DATASET RECORDS Start Marker

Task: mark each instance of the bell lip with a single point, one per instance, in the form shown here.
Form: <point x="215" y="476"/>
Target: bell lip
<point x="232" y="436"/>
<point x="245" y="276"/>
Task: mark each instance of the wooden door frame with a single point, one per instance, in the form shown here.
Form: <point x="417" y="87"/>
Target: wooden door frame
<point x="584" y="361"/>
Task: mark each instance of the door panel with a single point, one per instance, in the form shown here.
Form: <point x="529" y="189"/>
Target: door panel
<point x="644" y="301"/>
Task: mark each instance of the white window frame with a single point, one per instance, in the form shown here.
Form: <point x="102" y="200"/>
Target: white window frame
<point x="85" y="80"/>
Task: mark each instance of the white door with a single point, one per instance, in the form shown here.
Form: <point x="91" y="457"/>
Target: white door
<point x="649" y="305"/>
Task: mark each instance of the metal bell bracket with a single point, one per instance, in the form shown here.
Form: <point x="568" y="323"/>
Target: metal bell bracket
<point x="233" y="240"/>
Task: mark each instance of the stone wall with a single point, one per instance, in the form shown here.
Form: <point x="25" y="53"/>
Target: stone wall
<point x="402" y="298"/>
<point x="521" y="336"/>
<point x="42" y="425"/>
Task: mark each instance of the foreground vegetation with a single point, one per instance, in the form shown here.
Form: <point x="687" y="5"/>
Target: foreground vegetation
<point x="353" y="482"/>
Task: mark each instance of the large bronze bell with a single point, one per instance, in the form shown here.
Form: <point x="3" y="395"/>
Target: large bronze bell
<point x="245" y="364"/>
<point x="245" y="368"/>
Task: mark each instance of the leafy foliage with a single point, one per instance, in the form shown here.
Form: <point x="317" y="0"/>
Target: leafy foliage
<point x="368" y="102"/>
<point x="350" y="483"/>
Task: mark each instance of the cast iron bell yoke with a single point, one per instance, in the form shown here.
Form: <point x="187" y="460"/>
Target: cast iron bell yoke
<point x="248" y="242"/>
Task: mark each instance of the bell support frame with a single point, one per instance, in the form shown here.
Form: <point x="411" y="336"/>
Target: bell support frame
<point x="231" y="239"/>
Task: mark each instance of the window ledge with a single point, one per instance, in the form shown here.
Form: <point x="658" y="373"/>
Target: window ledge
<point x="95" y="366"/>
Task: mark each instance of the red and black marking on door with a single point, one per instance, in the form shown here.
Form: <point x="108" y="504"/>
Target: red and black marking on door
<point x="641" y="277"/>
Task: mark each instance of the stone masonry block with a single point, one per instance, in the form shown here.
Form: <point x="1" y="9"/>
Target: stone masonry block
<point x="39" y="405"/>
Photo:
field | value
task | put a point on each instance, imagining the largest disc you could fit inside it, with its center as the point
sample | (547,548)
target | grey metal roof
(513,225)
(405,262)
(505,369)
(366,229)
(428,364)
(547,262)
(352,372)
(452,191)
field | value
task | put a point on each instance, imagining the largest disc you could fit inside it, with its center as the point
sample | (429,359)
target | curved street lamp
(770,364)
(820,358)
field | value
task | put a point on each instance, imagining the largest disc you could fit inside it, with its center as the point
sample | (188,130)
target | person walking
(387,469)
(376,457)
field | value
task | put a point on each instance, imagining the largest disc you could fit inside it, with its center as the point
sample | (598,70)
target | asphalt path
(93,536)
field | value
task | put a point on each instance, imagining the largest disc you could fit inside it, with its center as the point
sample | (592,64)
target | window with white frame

DATASET RECORDS End Marker

WHAT THE TASK ASKS>
Copy out every entry above exactly.

EXERCISE RESULT>
Task: mark each instance of the bell lip with a single point, one per instance, in the form shown here.
Form: <point x="215" y="476"/>
Target: bell lip
<point x="232" y="436"/>
<point x="245" y="276"/>
Task: mark each instance of the wooden door frame with a single point, one per instance, in the form shown here.
Form: <point x="417" y="87"/>
Target: wooden door frame
<point x="584" y="361"/>
Task: mark each instance of the door panel with a single point, one per instance, in the form shown here.
Form: <point x="529" y="189"/>
Target: door panel
<point x="644" y="301"/>
Task: mark each instance of the white window frame with a single point, one per instance, in the form shown here.
Form: <point x="102" y="200"/>
Target: white window frame
<point x="85" y="80"/>
Task: mark each instance of the white door with a single point, one per instance, in the form shown here.
Form: <point x="91" y="457"/>
Target: white door
<point x="649" y="305"/>
Task: mark each instance of the metal bell bracket with a single point, one per instance, in the form shown here.
Form: <point x="568" y="323"/>
Target: metal bell bracket
<point x="233" y="240"/>
Task: mark each instance of the stone wall with a single point, one per instance, in the form shown here.
Form: <point x="25" y="53"/>
Target: stone wall
<point x="402" y="298"/>
<point x="521" y="336"/>
<point x="42" y="425"/>
Task: mark each instance of the foreground vegetation with a single point, one per instance, in the form shown here.
Form: <point x="687" y="5"/>
Target: foreground vegetation
<point x="353" y="482"/>
Task: mark each instance of the large bronze bell with a single point, one per instance, in the form shown here.
Form: <point x="3" y="395"/>
Target: large bronze bell
<point x="245" y="364"/>
<point x="245" y="368"/>
Task: mark each instance of the leafy foliage with a single point, one per instance, in the form shown here.
Form: <point x="317" y="0"/>
Target: leafy foliage
<point x="368" y="102"/>
<point x="350" y="483"/>
Task: mark each instance of the cast iron bell yoke with a single point, one per instance, in the form shown here.
Form: <point x="187" y="460"/>
Target: cast iron bell yoke
<point x="248" y="242"/>
Task: mark each instance of the bell support frame with a single point, one per instance, in the form shown here.
Form: <point x="411" y="336"/>
Target: bell support frame
<point x="231" y="239"/>
Task: mark each instance of the window ledge with a single point, one per instance, in the form shown here.
Form: <point x="658" y="373"/>
Target: window ledge
<point x="95" y="366"/>
Task: mark each instance of the red and black marking on door with a single point, one per instance, in the form shown here.
Form: <point x="108" y="504"/>
Target: red and black marking on door
<point x="641" y="277"/>
Task: mark each instance of the stone masonry block with a single point, one per instance, in the form shown here.
Form: <point x="1" y="9"/>
Target: stone masonry block
<point x="39" y="405"/>
Photo:
field | value
task | put a point on each instance, imagining the largest disc you could fit inside it, with its center as the point
sample | (547,548)
target | grey metal roof
(513,225)
(405,262)
(505,369)
(366,229)
(428,364)
(547,262)
(352,372)
(452,191)
field | value
task | put a point on each instance, imagining the largest disc you could fit inside it, with its center as the point
sample | (429,359)
target | curved street lamp
(770,364)
(820,358)
field | value
task | put a point on each instance, imagining the largest disc you could fit inside it, with its center as the point
sample | (188,130)
target | person walking
(387,469)
(376,457)
field | value
task | put a point on each instance, imagining the largest disc you could fit inside it, with its center as the point
sample | (598,70)
target | asphalt path
(93,536)
field | value
task | put a point on each instance, imagining the largest disc you could fit inside it, with its center as the point
sample | (592,64)
target | window with white frame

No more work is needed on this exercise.